## Assignment
Copy out the records below exactly as they appear.

(Saved entries)
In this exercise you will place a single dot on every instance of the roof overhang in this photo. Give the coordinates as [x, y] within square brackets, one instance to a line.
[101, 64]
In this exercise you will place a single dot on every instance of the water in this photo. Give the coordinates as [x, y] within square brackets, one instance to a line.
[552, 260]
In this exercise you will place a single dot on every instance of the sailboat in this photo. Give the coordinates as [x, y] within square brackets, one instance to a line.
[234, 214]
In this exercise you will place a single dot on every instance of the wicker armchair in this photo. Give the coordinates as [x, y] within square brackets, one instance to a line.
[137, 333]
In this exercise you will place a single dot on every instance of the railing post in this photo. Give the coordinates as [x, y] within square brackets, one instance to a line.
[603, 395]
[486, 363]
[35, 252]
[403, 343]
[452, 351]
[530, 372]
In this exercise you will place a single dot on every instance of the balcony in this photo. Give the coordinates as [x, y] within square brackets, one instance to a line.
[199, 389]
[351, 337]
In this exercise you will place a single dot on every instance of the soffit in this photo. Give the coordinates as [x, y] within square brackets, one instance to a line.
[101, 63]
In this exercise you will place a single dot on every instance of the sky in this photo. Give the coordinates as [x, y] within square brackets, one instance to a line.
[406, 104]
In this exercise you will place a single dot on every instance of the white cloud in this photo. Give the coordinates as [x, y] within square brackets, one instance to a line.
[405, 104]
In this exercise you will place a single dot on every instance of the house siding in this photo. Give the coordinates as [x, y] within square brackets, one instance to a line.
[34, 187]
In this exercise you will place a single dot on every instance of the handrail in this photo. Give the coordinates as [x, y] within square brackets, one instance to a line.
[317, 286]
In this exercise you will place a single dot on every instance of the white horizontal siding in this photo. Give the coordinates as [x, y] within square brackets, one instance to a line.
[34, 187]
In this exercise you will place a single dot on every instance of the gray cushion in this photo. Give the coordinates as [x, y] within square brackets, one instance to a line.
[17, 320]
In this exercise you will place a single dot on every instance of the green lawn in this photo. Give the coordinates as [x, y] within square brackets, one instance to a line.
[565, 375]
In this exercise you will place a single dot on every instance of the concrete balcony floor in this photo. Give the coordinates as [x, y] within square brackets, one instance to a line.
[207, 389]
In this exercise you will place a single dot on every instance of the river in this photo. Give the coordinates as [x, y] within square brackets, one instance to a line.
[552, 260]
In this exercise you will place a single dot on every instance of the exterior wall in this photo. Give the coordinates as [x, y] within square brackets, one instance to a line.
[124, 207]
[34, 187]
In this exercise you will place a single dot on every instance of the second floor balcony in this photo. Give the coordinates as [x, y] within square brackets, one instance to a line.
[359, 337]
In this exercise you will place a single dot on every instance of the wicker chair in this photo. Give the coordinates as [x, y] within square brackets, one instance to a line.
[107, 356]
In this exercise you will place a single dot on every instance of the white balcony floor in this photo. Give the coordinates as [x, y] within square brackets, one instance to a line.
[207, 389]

## The answer
In this exercise you will place a single dot on every instance of the roof overhang in this photo. Give the coordinates as [x, y] within square brackets, one instance to a line.
[101, 64]
In this exercise you will place a single dot on every instance of the water in this photo. Give the coordinates as [x, y] within square brackets, one instance to a line.
[552, 260]
In this exercise you will place a single dot on every instance of the sailboat in this photo. Give the coordinates as [x, y] within square brackets, one instance to a line.
[234, 214]
In this exercise you will place a single dot on every instance of the wicker armchair in this photo. Give the coordinates as [x, y] within square brackets, one instance to a line.
[137, 333]
In this exercise you will place a single dot on every instance of the railing post in this photo. Give the coordinates as [x, y] within square brackets, one instance to a line.
[603, 395]
[486, 363]
[35, 252]
[403, 343]
[452, 351]
[530, 372]
In this exercise you will place a single dot on every instance of the balcony in this photo. Give the coordinates as [x, y] within square brackets, one instance to a line.
[199, 389]
[351, 337]
In this exercise you will place a single dot on every instance of the soffit in this photo. Give the coordinates as [x, y] within square brackets, one instance to a line.
[101, 63]
In this exercise you will place a single dot on every instance of the sky in this photo. Give the coordinates as [x, y] within square brackets, one instance to a line.
[406, 104]
In this exercise you will place a single dot on every instance of the white cloud in this photo. Give the coordinates as [x, y] within square brackets, one instance to a line.
[405, 104]
In this exercise you will place a single dot on every instance of the house siding in this photo. Give the coordinates as [x, y] within square brackets, one instance to a line.
[34, 187]
In this exercise you will place a single dot on every instance of the handrail in this photo. Give the coordinates as [x, y] within square brackets, one instance to a line.
[317, 286]
In this exercise you will place a single dot on every instance of the white horizontal siding in this photo. Give the coordinates as [x, y] within square brackets, one instance to a line.
[34, 187]
In this exercise you will place a single dot on every instance of the gray cushion in this photo. Give the coordinates as [x, y] within square brackets, one instance to a line.
[17, 320]
In this exercise you will place a single dot on every instance of the green lawn in this photo. Give the coordinates as [x, y] within square brackets, one instance to a line.
[565, 375]
In this exercise you will place a single dot on every instance of the concrete balcony floor in this photo. Give the coordinates as [x, y] within square brackets, one instance to a line.
[207, 389]
In this exercise you will place a single dot on every instance of the river in this photo. Give the coordinates as [x, y] within square brackets, one instance to a line.
[552, 260]
In this exercise you will place a single dot on every instance of the exterior wall in this photo. Give the coordinates as [x, y] within square brackets, one instance to a line.
[124, 207]
[34, 187]
In this exercise you will place a single dot on every instance of the second floor balcony in this photo. Give the coordinates as [x, y] within square brackets, one instance to a line.
[359, 337]
In this exercise you will place a single dot on every instance of the wicker chair in this photo. Give the coordinates as [x, y] within square brackets, one instance to a line.
[107, 356]
In this exercise you will place a single dot on every instance of the white balcony floor in this photo. Give the coordinates as [x, y] within square brackets, one instance to a line.
[207, 389]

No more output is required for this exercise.